Report each line of the data below that contains the string "hose", copying every such line in full.

(Saved entries)
* Start *
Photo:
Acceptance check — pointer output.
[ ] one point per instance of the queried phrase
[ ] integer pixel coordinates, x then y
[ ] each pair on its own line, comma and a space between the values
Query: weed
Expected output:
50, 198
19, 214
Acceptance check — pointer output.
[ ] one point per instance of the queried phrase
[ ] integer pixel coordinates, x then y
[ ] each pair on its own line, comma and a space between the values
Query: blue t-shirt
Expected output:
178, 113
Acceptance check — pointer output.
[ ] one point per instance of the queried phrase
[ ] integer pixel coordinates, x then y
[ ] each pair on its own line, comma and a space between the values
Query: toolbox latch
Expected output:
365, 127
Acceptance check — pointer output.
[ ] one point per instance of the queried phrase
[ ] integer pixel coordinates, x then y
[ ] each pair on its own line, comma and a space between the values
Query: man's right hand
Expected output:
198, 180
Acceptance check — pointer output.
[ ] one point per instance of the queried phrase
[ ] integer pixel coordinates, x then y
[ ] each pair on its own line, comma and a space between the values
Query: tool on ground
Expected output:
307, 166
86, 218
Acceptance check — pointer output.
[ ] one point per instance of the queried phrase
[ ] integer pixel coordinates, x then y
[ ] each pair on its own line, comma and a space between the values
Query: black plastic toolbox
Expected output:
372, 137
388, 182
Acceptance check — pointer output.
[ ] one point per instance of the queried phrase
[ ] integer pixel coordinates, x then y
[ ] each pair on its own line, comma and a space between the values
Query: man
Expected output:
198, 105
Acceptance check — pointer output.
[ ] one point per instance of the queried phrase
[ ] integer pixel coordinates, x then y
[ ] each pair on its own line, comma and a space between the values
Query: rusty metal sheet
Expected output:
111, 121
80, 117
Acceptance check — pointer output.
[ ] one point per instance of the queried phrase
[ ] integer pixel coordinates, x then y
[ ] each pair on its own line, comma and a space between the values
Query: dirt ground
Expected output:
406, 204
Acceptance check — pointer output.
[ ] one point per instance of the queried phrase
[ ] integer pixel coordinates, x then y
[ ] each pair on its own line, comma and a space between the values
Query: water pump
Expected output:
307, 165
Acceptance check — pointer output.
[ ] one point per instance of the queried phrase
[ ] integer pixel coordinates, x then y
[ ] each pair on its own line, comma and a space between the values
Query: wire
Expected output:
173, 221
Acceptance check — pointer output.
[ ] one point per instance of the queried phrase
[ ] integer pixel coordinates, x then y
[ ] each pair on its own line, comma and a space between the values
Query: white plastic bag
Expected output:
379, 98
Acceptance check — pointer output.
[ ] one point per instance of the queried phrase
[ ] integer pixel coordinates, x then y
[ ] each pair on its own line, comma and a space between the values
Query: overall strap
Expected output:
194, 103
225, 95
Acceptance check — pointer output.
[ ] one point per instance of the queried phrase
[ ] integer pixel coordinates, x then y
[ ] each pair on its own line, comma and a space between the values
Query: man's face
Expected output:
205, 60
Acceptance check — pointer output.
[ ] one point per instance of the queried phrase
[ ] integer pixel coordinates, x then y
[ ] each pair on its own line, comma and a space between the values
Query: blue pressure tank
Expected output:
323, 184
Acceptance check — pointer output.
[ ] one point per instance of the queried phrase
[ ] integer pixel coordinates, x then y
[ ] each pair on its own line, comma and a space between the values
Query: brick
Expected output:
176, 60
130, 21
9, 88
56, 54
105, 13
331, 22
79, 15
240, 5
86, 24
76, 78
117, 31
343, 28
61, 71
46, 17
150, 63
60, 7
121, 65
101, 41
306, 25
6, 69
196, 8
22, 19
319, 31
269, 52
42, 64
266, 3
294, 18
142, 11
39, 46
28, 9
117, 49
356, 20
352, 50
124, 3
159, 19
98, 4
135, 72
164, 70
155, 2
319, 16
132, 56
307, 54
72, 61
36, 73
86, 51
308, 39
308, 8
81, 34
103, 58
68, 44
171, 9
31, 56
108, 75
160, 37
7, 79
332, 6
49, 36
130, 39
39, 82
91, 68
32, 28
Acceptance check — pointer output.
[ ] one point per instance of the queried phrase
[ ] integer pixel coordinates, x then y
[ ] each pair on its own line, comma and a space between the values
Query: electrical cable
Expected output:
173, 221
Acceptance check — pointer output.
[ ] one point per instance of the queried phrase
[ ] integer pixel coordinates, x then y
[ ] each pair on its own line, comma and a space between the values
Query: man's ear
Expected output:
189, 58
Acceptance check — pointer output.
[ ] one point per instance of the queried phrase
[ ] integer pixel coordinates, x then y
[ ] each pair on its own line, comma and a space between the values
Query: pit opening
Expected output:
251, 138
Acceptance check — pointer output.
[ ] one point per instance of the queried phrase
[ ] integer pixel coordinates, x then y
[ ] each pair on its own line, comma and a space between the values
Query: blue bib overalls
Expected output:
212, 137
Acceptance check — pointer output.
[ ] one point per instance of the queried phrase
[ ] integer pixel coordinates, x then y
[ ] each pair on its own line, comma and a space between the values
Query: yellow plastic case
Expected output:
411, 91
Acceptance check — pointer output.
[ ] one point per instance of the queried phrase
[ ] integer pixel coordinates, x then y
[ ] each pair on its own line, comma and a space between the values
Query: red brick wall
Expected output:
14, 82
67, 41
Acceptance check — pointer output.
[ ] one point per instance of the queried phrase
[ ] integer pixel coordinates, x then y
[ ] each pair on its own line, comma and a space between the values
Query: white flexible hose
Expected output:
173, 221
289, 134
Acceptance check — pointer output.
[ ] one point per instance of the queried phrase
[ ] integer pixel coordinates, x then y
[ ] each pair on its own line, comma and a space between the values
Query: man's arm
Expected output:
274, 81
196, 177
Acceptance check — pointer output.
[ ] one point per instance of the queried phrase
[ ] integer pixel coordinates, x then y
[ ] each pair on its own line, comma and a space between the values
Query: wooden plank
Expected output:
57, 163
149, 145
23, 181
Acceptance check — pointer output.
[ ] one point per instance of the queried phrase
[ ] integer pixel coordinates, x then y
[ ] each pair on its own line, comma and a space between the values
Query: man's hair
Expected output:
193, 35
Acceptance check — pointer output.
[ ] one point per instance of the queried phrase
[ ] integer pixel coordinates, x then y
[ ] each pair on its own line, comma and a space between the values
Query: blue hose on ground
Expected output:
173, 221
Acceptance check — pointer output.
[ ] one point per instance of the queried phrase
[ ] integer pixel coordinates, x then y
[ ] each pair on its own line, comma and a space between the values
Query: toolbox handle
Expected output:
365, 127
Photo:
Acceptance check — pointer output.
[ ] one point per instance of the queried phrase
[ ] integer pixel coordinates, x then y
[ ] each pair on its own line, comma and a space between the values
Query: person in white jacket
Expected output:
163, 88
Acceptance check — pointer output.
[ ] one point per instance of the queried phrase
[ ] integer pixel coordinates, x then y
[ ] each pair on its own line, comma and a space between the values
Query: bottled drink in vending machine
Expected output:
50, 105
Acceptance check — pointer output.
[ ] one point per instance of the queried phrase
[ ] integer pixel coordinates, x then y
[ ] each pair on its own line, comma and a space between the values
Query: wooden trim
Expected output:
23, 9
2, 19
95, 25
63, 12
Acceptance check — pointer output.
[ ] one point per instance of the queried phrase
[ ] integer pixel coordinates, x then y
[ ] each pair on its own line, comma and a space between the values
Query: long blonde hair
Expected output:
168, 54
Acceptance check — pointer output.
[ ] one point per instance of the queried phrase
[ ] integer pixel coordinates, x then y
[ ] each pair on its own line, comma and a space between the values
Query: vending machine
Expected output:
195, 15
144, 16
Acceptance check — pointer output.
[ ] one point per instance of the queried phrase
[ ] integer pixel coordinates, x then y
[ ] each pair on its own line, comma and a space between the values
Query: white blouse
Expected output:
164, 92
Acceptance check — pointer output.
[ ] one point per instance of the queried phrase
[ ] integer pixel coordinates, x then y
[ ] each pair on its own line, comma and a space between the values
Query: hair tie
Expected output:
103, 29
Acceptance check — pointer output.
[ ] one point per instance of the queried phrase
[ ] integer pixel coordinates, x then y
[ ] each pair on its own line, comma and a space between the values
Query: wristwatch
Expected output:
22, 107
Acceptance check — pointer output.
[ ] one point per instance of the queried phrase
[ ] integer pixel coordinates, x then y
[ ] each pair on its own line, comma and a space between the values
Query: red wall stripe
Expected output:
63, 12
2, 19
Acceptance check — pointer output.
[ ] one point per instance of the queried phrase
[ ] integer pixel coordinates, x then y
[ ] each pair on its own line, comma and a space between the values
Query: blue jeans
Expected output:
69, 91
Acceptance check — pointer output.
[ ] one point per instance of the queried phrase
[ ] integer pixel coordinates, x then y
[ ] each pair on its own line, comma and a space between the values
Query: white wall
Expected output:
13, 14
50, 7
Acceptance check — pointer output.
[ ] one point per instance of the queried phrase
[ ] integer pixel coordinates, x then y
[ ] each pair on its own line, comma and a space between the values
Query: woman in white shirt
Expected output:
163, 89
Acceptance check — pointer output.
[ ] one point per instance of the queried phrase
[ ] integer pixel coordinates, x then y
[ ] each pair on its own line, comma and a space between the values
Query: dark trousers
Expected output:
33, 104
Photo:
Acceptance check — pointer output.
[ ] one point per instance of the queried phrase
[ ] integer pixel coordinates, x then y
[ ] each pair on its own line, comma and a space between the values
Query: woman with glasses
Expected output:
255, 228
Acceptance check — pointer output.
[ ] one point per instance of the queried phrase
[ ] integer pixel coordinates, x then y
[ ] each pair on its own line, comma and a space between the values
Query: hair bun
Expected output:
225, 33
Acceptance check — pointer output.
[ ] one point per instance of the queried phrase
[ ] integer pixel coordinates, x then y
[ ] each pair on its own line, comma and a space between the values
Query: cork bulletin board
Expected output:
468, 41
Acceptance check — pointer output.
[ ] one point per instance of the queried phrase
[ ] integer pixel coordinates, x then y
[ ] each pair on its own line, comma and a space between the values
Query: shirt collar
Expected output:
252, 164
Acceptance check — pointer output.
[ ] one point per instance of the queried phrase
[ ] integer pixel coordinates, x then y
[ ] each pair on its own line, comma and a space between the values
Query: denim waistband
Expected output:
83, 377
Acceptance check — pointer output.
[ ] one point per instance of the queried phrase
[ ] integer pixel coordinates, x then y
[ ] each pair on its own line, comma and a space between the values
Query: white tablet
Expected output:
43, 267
* End *
(EXERCISE RESULT):
Query: white flexible hose
Query: blue hose on ground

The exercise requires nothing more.